### Given text
——
Also, The Crew was supposed to last until 2099? Bro, Ubisoft can’t even keep their servers alive for a weekend, let alone 76 years.
If you don't want to loose access to games and you are European you can sign the following petition https://eci.ec.europa.eu/045/public/#/screen/home . If 1 million Europeans sign that the European commission has to deal with this practice
I would be more open to the “you don’t actually own your games” thing if I wasn’t being sold a digital thing that will definitely get pulled out of my hands at some point, for more than the cost of the physical copies we used to get ($70 minimum now, vs $40-50). And even in the case of The Crew, you got fucked regardless of having a physical copy or not.
I pay for GamePass knowing that I don’t own the games on there. It’s a subscription just like the Sega Channel was.
Online services going away is fine. That’s been a thing that’s happened for years with other games. But the game should still remain playable in some fashion. If it becomes fully inaccessible at the end of life, customers have a legitimate reason to be upset.
Online services going away is fine. That’s been a thing that’s happened for years with other games. But the game should still remain playable in some fashion. If it becomes fully inaccessible at the end of life, customers have a legitimate reason to be upset.
It's not even just that. Society at large has an even more legitimate reason to be upset, because the whole social contract by which we agreed to even grant the publisher copyright in the first place was predicated on the work eventually entering the Public Domain. Destroying the work to prevent that from happening is more truly "theft" than "pirating" copies of it could ever be!
The server component of online games ought to be required by law to be submitted to the Library of Congress for eventual release to the public.
So I actually read the article, even though there are huge outstanding questions on the nature of ownership, that’s actually not what the court argument is about:
Replying to Ubisoft’s argument that the statute of limitations is up, the plaintiffs responded with their own photos of The Crew’s packaging, which states that the activation code for the game doesn’t expire until 2099; that’s an example of how Ubisoft “implied that [The Crew] would remain playable during this time and long thereafter,”
——
Dataset rows showing where objects appear:
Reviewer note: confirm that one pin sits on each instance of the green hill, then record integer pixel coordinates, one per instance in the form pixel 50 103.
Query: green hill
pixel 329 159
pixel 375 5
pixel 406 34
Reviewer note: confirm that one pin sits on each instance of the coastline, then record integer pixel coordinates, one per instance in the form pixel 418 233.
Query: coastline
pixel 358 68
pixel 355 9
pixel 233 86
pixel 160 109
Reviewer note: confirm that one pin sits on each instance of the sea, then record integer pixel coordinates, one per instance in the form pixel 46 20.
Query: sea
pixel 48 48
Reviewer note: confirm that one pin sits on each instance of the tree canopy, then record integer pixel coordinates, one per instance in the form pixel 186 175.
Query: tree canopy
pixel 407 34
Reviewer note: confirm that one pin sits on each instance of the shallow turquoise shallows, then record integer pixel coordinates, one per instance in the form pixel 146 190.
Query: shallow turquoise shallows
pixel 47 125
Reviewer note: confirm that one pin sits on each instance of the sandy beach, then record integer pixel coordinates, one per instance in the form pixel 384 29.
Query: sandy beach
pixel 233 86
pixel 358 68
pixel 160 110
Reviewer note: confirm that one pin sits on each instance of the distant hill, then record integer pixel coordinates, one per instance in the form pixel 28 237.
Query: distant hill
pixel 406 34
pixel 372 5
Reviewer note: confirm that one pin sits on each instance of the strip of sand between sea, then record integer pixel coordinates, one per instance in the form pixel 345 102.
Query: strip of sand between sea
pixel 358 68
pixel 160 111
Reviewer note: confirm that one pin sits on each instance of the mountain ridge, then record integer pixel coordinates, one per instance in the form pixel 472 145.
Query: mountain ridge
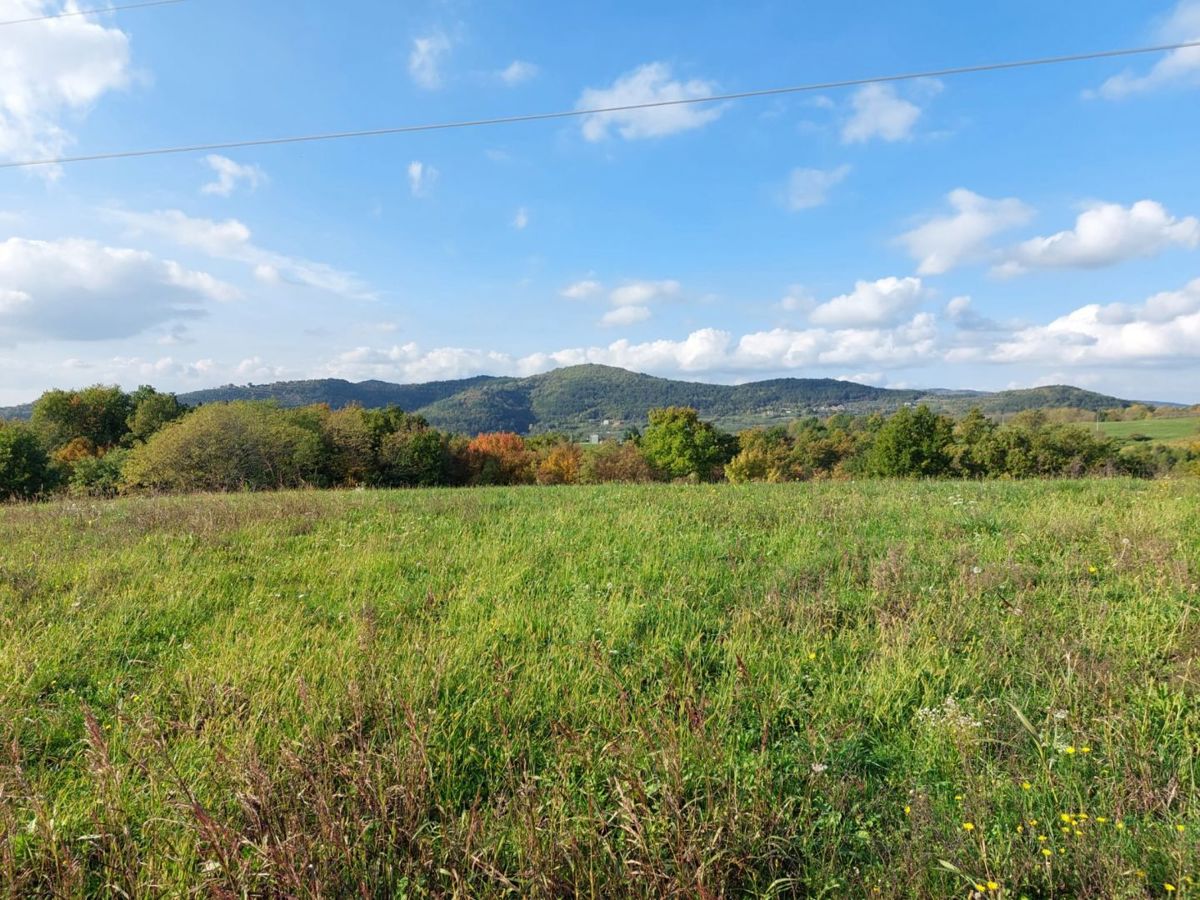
pixel 593 399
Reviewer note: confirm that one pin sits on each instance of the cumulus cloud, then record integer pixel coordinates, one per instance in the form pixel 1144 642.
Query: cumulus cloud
pixel 651 83
pixel 231 174
pixel 1164 328
pixel 425 59
pixel 625 316
pixel 1177 67
pixel 946 241
pixel 871 303
pixel 1105 234
pixel 582 289
pixel 82 291
pixel 421 178
pixel 880 112
pixel 52 69
pixel 810 187
pixel 703 352
pixel 517 72
pixel 231 240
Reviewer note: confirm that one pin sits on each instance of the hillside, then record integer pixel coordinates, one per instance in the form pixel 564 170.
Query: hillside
pixel 592 399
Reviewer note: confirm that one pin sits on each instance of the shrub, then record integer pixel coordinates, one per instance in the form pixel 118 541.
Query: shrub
pixel 228 448
pixel 616 462
pixel 24 467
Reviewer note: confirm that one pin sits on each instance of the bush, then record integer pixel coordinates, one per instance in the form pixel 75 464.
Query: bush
pixel 24 466
pixel 616 462
pixel 228 448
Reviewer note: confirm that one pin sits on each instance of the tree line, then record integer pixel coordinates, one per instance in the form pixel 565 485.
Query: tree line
pixel 102 441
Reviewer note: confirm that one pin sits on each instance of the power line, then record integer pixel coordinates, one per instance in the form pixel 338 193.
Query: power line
pixel 89 12
pixel 598 111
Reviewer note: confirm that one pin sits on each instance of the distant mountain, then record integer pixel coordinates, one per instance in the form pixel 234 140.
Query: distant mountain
pixel 603 400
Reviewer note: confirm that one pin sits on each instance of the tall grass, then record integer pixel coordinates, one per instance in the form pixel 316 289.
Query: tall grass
pixel 802 690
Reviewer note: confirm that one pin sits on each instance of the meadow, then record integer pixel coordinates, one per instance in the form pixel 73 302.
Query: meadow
pixel 1165 430
pixel 826 689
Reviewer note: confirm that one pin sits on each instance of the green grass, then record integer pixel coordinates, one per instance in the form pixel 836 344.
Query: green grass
pixel 1157 430
pixel 700 691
——
### Tasks to perform
**1.** Duplicate the part of the comments on The Crew from "Also, The Crew" up to and including "copy or not.".
**2.** Answer these from the comments on The Crew:
(a) Until what year was The Crew supposed to last?
(b) How many Europeans must sign the petition for the European Commission to have to deal with the practice?
(c) What subscription does one commenter pay for while knowing they don't own the games on it?
**3.** Carry the comments on The Crew forward from where they stop.
The records have nothing to do with this.

### The replies
**1.**
Also, The Crew was supposed to last until 2099? Bro, Ubisoft can’t even keep their servers alive for a weekend, let alone 76 years.
If you don't want to loose access to games and you are European you can sign the following petition https://eci.ec.europa.eu/045/public/#/screen/home . If 1 million Europeans sign that the European commission has to deal with this practice
I would be more open to the “you don’t actually own your games” thing if I wasn’t being sold a digital thing that will definitely get pulled out of my hands at some point, for more than the cost of the physical copies we used to get ($70 minimum now, vs $40-50). And even in the case of The Crew, you got fucked regardless of having a physical copy or not.

**2.**
(a) 2099
(b) 1 million
(c) GamePass

**3.**
Well yeah… software as a service is a thing but Ubisoft is straight up lying…
My two cents: no one is expecting online services to be up forever, so imo the correct solution is open source the game after the company meets their 10 (or 20) year obligation which should be clearly pointed out during the initial rental agreement (shouldn’t call it purchase)
If a company decides to stop hosting it's online service they should be required to open it up for third party hosting. By ending their support they are admitting the profit capture is over so if another company wants to host it for profit so be it.
there are huge outstanding questions on the nature of ownership
There really aren't, though. There is only the well-established and correct understanding of it as embodied by things like the Uniform Commercial Code, and lying criminals trying to gaslight us into letting them steal our property rights.
Fine but if I give money for games it will only be to indie studios, otherwise I'll sail the seven cyberseas.
Oh cool then piracy isn't theft.
I agree with the sentiment, but what exactly is the explanation for this? If you're allowed to lease or rent or purchase a license, isn't stealing that thing for free still theft?
Chill with the downvotes - I'm not disagreeing. I'm just trying to understand where the line is.
I mean, are you taking your definition of "theft" from the law? Or from your own internal set of ethics for right and wrong? Is it theft if no one is deprived of anything, because bits copy, and because you'd never trade dollars for the privilege of maintaining an exploitative relationship with a company but that is all they've made available?
If you're hung up on whether the legal system thinks it's theft - I dunno what to tell ya, it obviously does.
Edit: uh, maybe you're literally asking for how the logic in that statement works, which I read as just "if it can't be owned, how can it be stolen?"
Yeah, I am just confused on the logic. Like what is the relation between us not owning it (which is bad) and piracy not being theft? I wholeheartedly agree that pirating things is okay if a license gets revoked, and it is 100% okay to pirate something you bought even if you still have the license and it hasn't been revoked. It's yours. You paid money for it. But from my understanding, this statement doesn't just cover people who bought it, but everyone, regardless of if they bought it.
As someone else pointed out when this article was posted yesterday, the legal system doesn't consider it theft, it's considered copyright infringement, though I suspect this doesn't change anyone's opinion on it
Oh, yeah that makes sense too. Bad premise all around I guess.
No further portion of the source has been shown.